# What this task involves
In the entries below, how many lines contain the string "white", counting case as significant? Reply with the number alone.

-------- Exercise input --------

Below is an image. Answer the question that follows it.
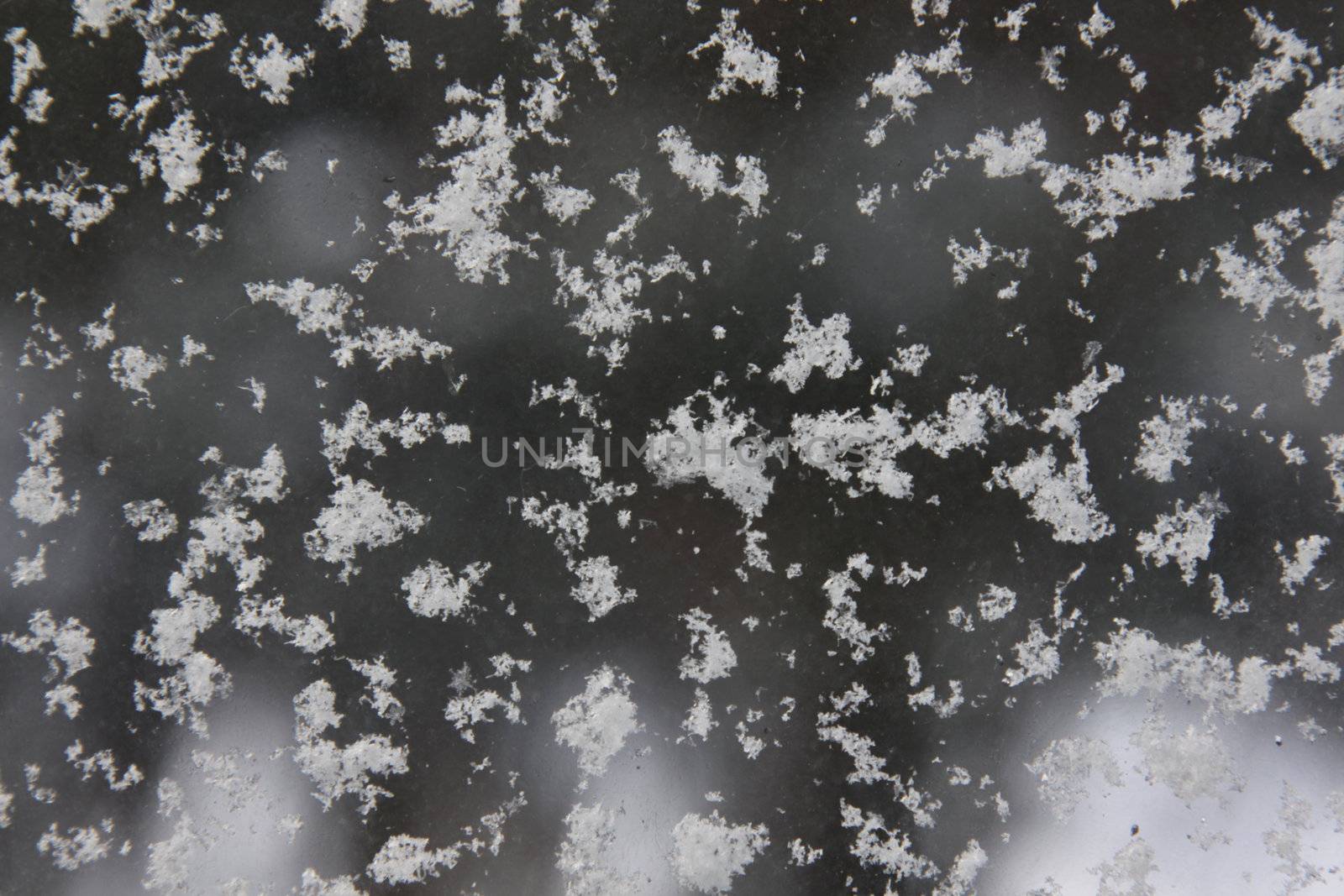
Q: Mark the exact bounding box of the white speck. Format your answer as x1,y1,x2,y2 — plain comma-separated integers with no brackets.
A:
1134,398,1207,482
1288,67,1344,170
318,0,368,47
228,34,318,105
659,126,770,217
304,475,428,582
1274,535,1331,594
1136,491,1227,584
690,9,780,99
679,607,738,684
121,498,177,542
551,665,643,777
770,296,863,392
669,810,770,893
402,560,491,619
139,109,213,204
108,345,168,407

--------
-------- Exercise input --------

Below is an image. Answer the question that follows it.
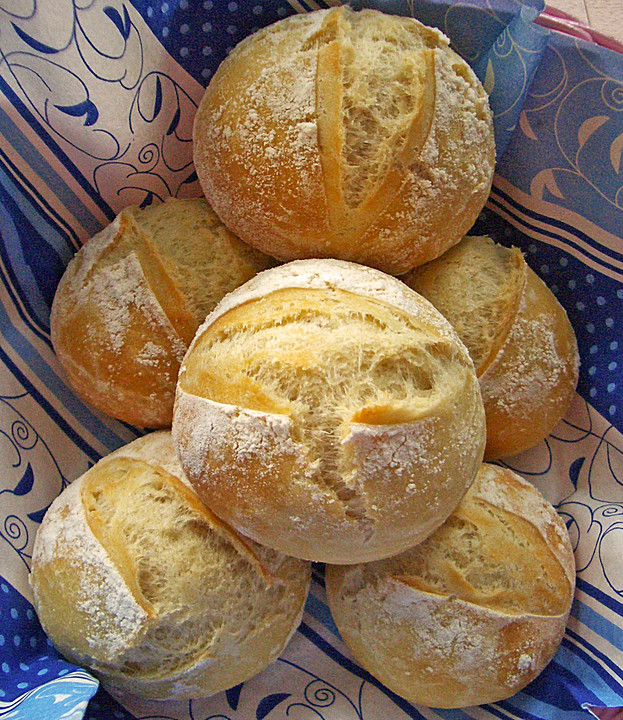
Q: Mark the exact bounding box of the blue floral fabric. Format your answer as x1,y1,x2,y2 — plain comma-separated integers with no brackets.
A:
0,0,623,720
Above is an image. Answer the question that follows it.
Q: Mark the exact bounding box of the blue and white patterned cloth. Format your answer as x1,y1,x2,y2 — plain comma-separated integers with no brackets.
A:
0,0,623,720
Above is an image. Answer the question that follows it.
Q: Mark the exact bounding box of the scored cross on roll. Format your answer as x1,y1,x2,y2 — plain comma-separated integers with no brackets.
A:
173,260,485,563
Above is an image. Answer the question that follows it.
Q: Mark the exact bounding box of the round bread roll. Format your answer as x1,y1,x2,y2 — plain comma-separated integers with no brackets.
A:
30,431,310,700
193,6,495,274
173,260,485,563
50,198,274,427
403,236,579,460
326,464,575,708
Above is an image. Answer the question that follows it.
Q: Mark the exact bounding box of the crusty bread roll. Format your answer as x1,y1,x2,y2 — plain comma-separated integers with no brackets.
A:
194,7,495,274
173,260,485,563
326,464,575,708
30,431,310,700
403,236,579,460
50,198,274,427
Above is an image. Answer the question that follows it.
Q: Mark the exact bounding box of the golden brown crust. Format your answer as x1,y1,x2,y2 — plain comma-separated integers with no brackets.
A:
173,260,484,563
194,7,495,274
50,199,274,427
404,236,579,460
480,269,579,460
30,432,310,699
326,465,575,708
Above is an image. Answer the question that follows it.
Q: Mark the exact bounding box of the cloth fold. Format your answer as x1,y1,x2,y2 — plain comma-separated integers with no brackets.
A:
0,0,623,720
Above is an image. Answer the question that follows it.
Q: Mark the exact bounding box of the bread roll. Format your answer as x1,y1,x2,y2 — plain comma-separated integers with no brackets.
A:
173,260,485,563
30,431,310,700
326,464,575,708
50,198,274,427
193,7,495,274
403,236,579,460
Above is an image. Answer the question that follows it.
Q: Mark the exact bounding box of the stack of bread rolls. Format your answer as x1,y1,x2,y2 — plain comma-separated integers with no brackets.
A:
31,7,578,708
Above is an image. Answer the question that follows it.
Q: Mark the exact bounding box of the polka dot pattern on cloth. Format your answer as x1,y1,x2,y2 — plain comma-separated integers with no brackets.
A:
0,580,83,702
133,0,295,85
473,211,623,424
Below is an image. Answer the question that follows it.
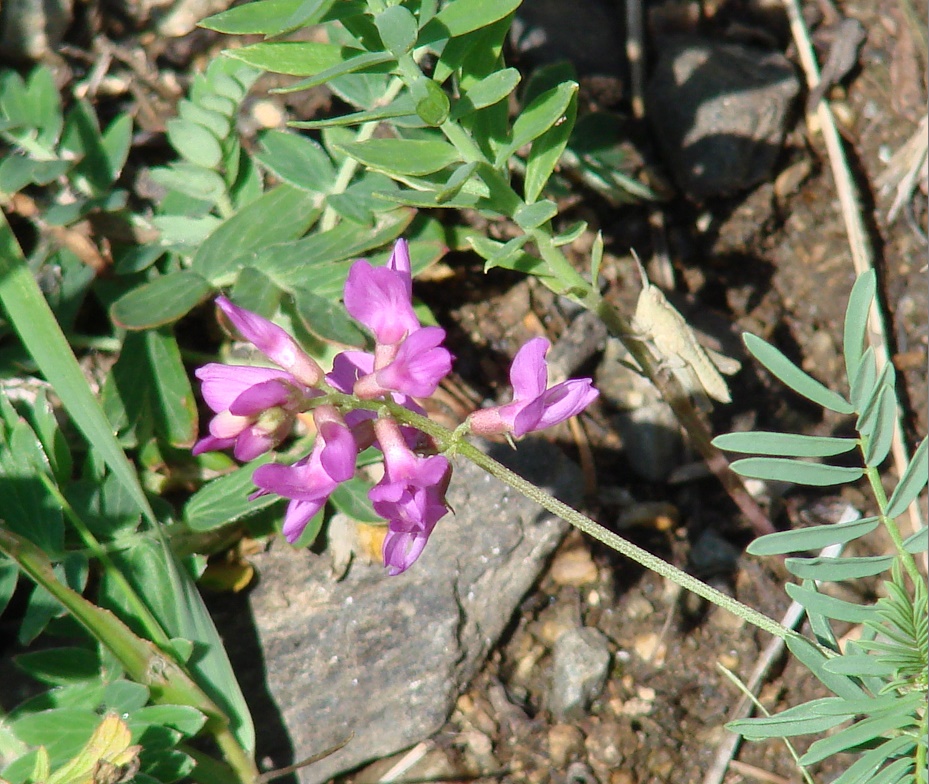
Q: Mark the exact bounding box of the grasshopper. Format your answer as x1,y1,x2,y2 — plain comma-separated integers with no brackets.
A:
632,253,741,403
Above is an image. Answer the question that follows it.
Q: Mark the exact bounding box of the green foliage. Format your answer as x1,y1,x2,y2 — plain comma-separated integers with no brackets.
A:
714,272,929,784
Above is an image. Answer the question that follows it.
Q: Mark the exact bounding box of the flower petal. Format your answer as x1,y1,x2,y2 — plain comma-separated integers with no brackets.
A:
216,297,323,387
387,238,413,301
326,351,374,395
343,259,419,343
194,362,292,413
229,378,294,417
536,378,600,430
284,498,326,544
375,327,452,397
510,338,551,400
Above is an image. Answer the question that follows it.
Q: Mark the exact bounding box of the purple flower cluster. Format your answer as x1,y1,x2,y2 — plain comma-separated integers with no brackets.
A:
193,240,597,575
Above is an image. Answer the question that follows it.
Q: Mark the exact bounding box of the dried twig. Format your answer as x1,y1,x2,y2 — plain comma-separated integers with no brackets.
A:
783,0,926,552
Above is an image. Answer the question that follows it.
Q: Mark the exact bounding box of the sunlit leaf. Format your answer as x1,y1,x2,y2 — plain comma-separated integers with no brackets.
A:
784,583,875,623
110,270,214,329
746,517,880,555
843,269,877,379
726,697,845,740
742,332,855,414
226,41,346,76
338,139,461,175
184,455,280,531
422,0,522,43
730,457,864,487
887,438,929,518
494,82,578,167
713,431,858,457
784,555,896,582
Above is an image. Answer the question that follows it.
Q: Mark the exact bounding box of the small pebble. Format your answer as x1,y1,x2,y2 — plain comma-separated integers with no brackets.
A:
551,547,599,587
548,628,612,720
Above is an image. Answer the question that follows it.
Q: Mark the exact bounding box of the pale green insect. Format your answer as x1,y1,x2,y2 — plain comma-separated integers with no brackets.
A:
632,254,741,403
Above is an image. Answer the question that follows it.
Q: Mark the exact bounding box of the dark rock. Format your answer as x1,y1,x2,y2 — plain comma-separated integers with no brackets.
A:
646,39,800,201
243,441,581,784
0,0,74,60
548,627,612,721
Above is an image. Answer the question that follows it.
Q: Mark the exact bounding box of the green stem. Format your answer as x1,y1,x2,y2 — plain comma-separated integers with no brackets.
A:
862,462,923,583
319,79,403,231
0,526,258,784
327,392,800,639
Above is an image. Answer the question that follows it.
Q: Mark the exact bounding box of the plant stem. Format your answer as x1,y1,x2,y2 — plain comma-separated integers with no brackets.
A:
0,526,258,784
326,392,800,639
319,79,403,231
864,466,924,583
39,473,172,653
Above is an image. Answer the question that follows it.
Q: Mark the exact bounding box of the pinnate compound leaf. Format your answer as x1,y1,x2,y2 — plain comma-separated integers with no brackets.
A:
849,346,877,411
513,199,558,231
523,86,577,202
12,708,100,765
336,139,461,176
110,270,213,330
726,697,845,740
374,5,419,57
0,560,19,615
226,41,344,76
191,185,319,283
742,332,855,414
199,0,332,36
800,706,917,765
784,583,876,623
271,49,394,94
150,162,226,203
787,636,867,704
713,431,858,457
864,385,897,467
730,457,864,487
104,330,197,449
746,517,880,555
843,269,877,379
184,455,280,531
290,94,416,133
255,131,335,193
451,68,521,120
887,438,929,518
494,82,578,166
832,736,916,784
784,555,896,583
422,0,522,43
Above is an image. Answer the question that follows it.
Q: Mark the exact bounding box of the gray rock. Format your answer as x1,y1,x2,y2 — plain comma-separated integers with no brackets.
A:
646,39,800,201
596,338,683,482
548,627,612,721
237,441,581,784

--------

# Expected output
2